===== STORED DATA =====
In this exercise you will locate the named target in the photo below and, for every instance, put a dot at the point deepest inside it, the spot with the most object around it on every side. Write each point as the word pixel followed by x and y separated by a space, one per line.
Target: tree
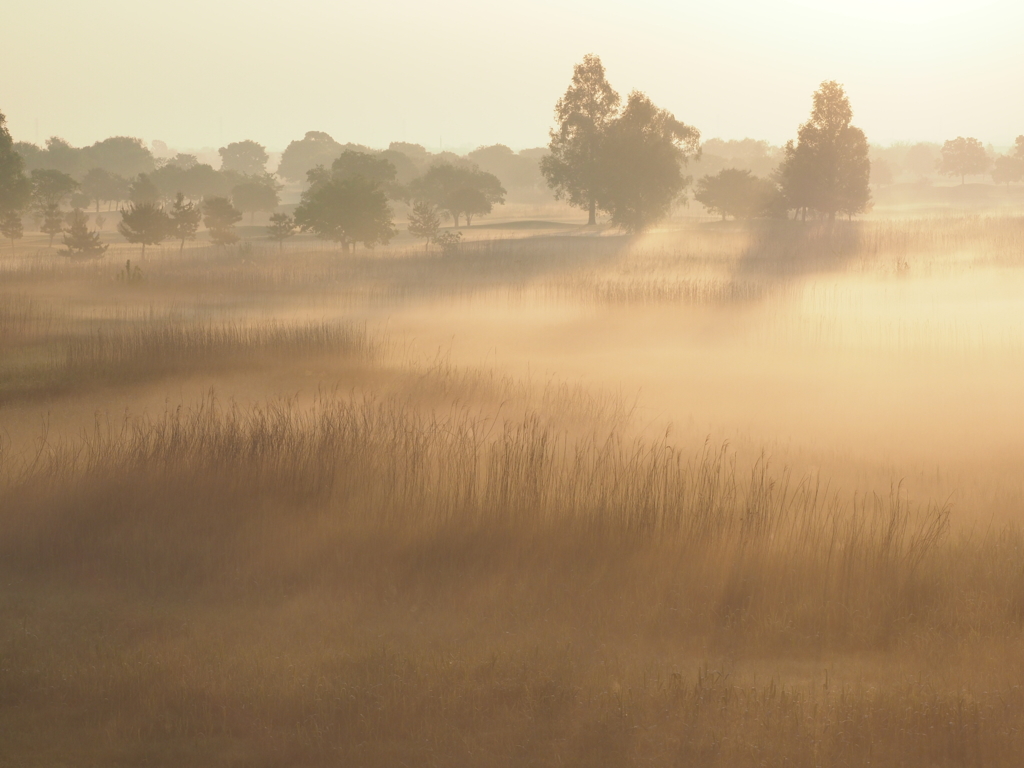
pixel 121 156
pixel 282 227
pixel 640 164
pixel 10 225
pixel 827 168
pixel 247 158
pixel 144 223
pixel 314 148
pixel 1007 169
pixel 374 168
pixel 736 193
pixel 220 217
pixel 962 157
pixel 346 211
pixel 143 190
pixel 256 194
pixel 424 222
pixel 583 116
pixel 183 220
pixel 459 190
pixel 15 189
pixel 52 221
pixel 79 241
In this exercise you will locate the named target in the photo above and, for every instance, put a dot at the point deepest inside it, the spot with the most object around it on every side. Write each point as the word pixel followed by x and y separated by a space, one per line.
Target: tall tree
pixel 256 194
pixel 282 227
pixel 10 225
pixel 314 148
pixel 827 168
pixel 459 190
pixel 640 164
pixel 121 156
pixel 79 241
pixel 346 211
pixel 15 189
pixel 183 220
pixel 583 115
pixel 220 217
pixel 52 220
pixel 736 193
pixel 424 222
pixel 143 223
pixel 247 158
pixel 963 157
=====
**INSTRUCTIONS FOR THE TASK**
From the first line to the last, write out the data exactly, omitting any pictures.

**RESPONSE AREA**
In this exercise you will locate the named target in the photo below and, for every instance, put a dot at the point deepest inside it, the spot with the most object around it on every side. Write each point as the word pixel followed by x and y separated by a space, one per line.
Target: tree
pixel 121 156
pixel 282 227
pixel 640 164
pixel 10 225
pixel 827 168
pixel 247 158
pixel 144 223
pixel 314 148
pixel 1007 169
pixel 374 168
pixel 736 193
pixel 220 217
pixel 962 157
pixel 346 211
pixel 143 190
pixel 256 194
pixel 424 222
pixel 583 116
pixel 183 220
pixel 459 190
pixel 15 189
pixel 52 221
pixel 79 241
In this exercise you will locate the named target in the photo above and, for every instance, put a dot at the point deepest inside it, the spot with the most object around it on every side. Write each point as the word pixel followed by x and y separated by a space, one per line.
Target: tall tree
pixel 256 194
pixel 282 227
pixel 10 225
pixel 314 148
pixel 827 168
pixel 459 190
pixel 640 164
pixel 121 156
pixel 79 241
pixel 346 211
pixel 15 189
pixel 183 220
pixel 583 115
pixel 220 217
pixel 52 220
pixel 736 193
pixel 424 222
pixel 143 223
pixel 247 158
pixel 963 157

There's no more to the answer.